Work to be completed => Your task is to write out exactly the lines from the line containing "the bird's black" through the end of the records, inclusive at both ends.

Data provided =>
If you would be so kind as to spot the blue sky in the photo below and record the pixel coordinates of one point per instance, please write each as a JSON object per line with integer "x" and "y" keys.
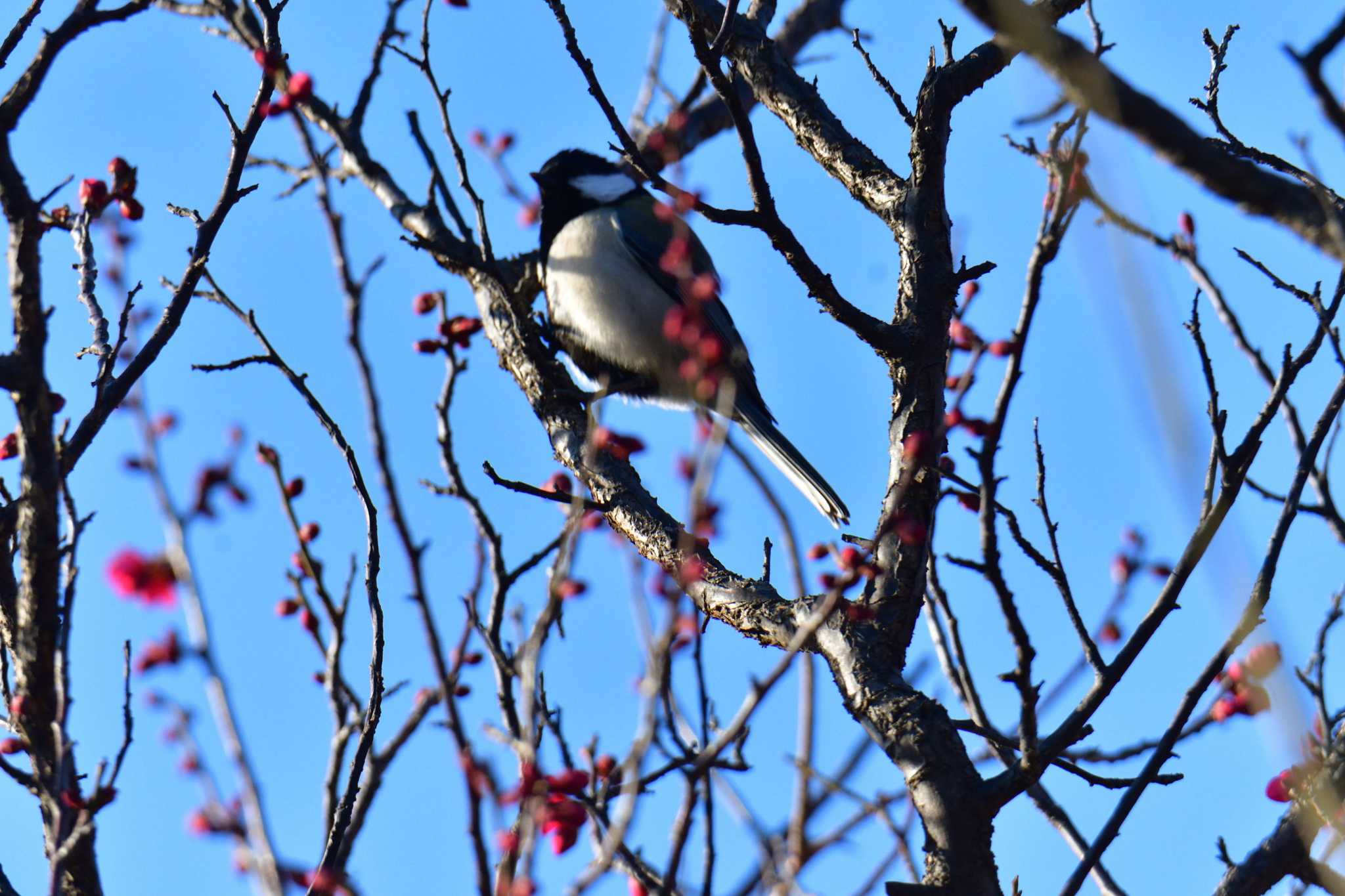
{"x": 1110, "y": 373}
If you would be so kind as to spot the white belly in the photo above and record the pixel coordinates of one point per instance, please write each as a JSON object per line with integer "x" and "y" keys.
{"x": 612, "y": 307}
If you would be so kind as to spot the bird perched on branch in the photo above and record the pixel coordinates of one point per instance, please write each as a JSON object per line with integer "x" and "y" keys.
{"x": 632, "y": 299}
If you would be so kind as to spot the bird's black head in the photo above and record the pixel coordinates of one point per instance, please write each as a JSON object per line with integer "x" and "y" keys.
{"x": 575, "y": 182}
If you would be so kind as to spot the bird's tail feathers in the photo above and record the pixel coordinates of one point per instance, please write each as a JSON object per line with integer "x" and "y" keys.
{"x": 757, "y": 422}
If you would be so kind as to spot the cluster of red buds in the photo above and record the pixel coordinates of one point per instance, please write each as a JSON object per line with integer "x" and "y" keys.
{"x": 619, "y": 446}
{"x": 1241, "y": 680}
{"x": 144, "y": 578}
{"x": 558, "y": 816}
{"x": 217, "y": 820}
{"x": 666, "y": 140}
{"x": 1185, "y": 236}
{"x": 560, "y": 484}
{"x": 495, "y": 150}
{"x": 209, "y": 480}
{"x": 165, "y": 652}
{"x": 299, "y": 91}
{"x": 452, "y": 331}
{"x": 95, "y": 194}
{"x": 853, "y": 567}
{"x": 72, "y": 798}
{"x": 1296, "y": 781}
{"x": 1129, "y": 561}
{"x": 686, "y": 324}
{"x": 1079, "y": 187}
{"x": 963, "y": 337}
{"x": 688, "y": 629}
{"x": 569, "y": 589}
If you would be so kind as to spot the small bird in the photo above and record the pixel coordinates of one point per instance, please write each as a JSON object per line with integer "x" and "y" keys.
{"x": 621, "y": 276}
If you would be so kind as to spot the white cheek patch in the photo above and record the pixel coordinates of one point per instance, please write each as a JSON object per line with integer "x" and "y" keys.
{"x": 603, "y": 188}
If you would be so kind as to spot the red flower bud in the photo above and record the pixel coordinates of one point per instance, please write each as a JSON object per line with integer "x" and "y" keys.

Reply =>
If you would be so kind as to spot the bird's black head in the photo above and record the pixel coordinates of one point per instance, please write each as a JSON object per line with integer "x" and "y" keys.
{"x": 575, "y": 182}
If you would be so kind as to spot the bird's tail feathers in the photo above and record the pixel coordinates of one point per instance, please write each as a JSON object per line with integer "x" and "y" keys.
{"x": 757, "y": 422}
If you would be so kind as to spot the cluster of red buds in the photo above and record the pixel coordinates of one point per instance, please write each as a JSON object per line with integer "x" and "y" keys.
{"x": 619, "y": 446}
{"x": 1241, "y": 680}
{"x": 144, "y": 578}
{"x": 558, "y": 816}
{"x": 217, "y": 820}
{"x": 666, "y": 140}
{"x": 1185, "y": 236}
{"x": 560, "y": 484}
{"x": 495, "y": 150}
{"x": 209, "y": 480}
{"x": 165, "y": 652}
{"x": 299, "y": 91}
{"x": 452, "y": 331}
{"x": 95, "y": 194}
{"x": 853, "y": 567}
{"x": 72, "y": 798}
{"x": 1296, "y": 781}
{"x": 1129, "y": 561}
{"x": 686, "y": 324}
{"x": 1079, "y": 187}
{"x": 963, "y": 337}
{"x": 688, "y": 629}
{"x": 569, "y": 589}
If you would be so kind as to spot the small bird in the photo above and record the pixel coordinates of one point per instance, please write each as a JSON object per line with integer "x" and "y" keys.
{"x": 621, "y": 276}
If you would be so kind as to spot the white cheek patch in the photo above and record the pixel coordinates of one point per instance, please write each as a JSON object per line with integer "x" and "y" keys.
{"x": 603, "y": 188}
If you would be so kind as to spot the red flower bud in the photo above and record the pixel coordinates of one point per instance, please write each as a JSON object per line with integer "x" and "y" keys.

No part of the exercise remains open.